> **WHAT TO WORK ON**
Copy the data precisely, keeping every character.

[Dataset entries]
Content starts

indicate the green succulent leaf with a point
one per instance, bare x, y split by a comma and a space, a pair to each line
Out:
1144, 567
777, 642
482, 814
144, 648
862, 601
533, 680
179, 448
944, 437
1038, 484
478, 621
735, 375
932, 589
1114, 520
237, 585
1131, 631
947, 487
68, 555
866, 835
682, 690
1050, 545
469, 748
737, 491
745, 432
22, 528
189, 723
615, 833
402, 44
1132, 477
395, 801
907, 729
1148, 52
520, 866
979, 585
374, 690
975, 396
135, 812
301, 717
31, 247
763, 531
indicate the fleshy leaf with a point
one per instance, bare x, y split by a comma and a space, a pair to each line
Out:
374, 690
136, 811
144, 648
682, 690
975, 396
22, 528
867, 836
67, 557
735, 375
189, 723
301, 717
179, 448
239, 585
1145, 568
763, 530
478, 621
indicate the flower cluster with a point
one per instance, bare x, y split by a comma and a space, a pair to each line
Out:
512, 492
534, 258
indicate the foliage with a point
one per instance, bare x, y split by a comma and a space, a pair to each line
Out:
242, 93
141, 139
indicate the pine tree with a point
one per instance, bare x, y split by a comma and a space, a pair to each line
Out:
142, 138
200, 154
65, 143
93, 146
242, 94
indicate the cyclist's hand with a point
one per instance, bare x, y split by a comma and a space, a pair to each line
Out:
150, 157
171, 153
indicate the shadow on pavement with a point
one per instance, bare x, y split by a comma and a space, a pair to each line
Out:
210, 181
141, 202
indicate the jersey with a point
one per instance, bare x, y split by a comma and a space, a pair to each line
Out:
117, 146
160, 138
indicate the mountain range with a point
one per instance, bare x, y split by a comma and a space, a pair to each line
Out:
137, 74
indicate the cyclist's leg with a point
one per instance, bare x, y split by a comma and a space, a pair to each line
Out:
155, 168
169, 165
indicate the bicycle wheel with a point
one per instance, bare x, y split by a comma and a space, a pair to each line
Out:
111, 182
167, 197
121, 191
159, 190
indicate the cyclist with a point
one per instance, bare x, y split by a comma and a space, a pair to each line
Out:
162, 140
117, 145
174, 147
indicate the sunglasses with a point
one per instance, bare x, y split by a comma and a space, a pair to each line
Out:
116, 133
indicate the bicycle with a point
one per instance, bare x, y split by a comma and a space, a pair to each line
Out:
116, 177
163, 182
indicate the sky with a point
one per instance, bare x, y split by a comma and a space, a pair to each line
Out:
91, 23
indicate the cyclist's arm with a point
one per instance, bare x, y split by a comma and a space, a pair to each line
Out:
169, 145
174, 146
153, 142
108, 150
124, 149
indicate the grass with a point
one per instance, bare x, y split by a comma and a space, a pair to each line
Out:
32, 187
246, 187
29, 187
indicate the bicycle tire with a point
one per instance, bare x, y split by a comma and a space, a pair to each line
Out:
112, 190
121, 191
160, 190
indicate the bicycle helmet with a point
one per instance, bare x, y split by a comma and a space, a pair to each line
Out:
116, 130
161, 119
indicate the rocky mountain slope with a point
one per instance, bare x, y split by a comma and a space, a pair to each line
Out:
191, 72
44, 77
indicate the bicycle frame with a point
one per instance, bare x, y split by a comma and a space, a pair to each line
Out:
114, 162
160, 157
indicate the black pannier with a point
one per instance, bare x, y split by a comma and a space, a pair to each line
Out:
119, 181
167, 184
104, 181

Content ends

> **TASK ANSWER**
indicate the green succulent leaf with a point
one per instance, bare x, y split by a comma and a space, a pair to each line
Out:
1144, 567
777, 642
482, 814
144, 648
862, 601
533, 680
179, 448
944, 437
1038, 484
478, 621
735, 375
932, 589
1114, 520
237, 585
1131, 631
947, 487
68, 555
866, 835
682, 690
1050, 545
469, 748
737, 491
745, 432
22, 528
189, 723
615, 833
402, 44
1132, 477
395, 801
907, 729
1148, 52
520, 866
979, 585
374, 690
975, 396
135, 812
301, 717
31, 247
763, 531
indicate the fleshy leaf with a point
one per instance, bare x, y split by a comma and a space, a pair to each line
Out:
374, 690
136, 811
144, 648
682, 690
975, 396
22, 528
867, 836
67, 557
735, 375
189, 723
301, 717
179, 448
239, 585
1145, 568
763, 530
478, 621
indicate the flower cluster with a point
one per instance, bare x, y split by a comma and a space, a pair to each line
Out:
512, 492
534, 258
indicate the foliage with a point
one per instance, bare x, y split by a comma and a space, a pair to each line
Out:
242, 93
141, 139
indicate the pine tree with a point
one per instance, bare x, y split by a comma and a space, a pair to each line
Out:
142, 138
200, 154
65, 143
93, 146
242, 94
indicate the cyclist's hand with a point
one per instance, bare x, y split by a comma and a space, a pair to each line
Out:
150, 157
171, 153
indicate the shadow on pavement with a point
one per instance, bare x, y split by a comma and a space, a pair to each line
Out:
210, 181
141, 202
indicate the jersey with a point
one per instance, bare x, y split by a comma and a space, a pair to each line
Out:
117, 146
160, 138
indicate the mountain range with a point
one per instance, bare x, y split by a comma and a space, a pair to each line
Out:
137, 74
indicate the cyclist's leg with a point
one per instance, bare x, y split by a comma and a space, a pair to each line
Out:
155, 168
169, 165
indicate the bicycle wheel with a point
one per instance, bare x, y split by a comma and a space, a pair to each line
Out:
111, 182
167, 197
121, 191
159, 190
indicate the cyclist with a point
one per instance, bare x, y split by a comma and a space, a pair to each line
Out:
162, 140
117, 145
174, 147
indicate the sunglasses with a point
one per instance, bare x, y split by a comma and a space, a pair to each line
Out:
116, 133
indicate the bicycle with a point
one per instance, bare x, y split by a comma and a space, a pair to each line
Out:
116, 177
163, 182
indicate the sky with a point
one per instance, bare x, y split by a comma and a space, a pair to each line
Out:
91, 23
indicate the cyclist's arm with a point
one per instance, bare x, y split by a comma and a space, a pair to each line
Out:
169, 145
174, 146
153, 142
108, 150
124, 149
indicate the grass with a point
one per instance, bare x, y split by a comma and a space, a pair to each line
Out:
32, 187
246, 187
29, 187
indicate the bicycle tire with a point
one per instance, bare x, y split by a comma and a space, a pair to each line
Out:
112, 190
121, 191
160, 190
indicate the bicycle helmet with a point
one per instance, bare x, y split by a comma and a space, a pair to each line
Out:
116, 130
161, 119
indicate the rocky mountain slope with a point
one per instance, bare x, y split by a comma and a space, a pair to each line
Out:
191, 72
44, 77
indicate the bicycle frame with a point
one per instance, bare x, y split by a comma and a space, a pair to each line
Out:
114, 162
160, 157
indicate the black pannier with a point
one per instance, bare x, y split by a comma and a space, a pair to each line
Out:
119, 181
167, 184
104, 181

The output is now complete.